**Task description**: Read the entries below and pull out each line with the string "pool".

[Available data]

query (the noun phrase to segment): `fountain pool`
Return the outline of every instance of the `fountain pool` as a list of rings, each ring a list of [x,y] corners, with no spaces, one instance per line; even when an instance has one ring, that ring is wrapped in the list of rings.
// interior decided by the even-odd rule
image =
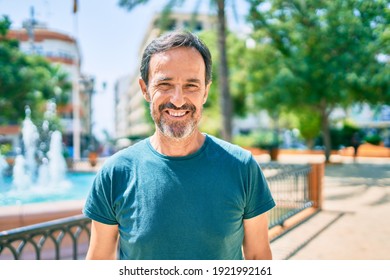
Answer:
[[[39,126],[29,107],[25,112],[13,166],[0,154],[0,231],[81,214],[95,177],[94,172],[67,170],[54,102],[48,102]]]
[[[50,129],[55,103],[47,103],[41,127],[33,123],[29,107],[25,112],[11,176],[4,176],[7,164],[0,154],[0,206],[85,199],[95,173],[67,172],[62,134]]]
[[[33,186],[18,190],[12,185],[12,177],[4,177],[0,183],[0,207],[26,205],[41,202],[84,200],[92,186],[95,173],[67,172],[65,184],[60,188]]]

[/Available data]

**Written reply**:
query (the noun phrase to segment): `fountain pool`
Return the outline of every instance of the `fountain pool` as a list of rings, each ring a list of [x,y] corners, with no spaces, one instance per line; even when an instance has one ring, that ring is wrapped in the list of rings.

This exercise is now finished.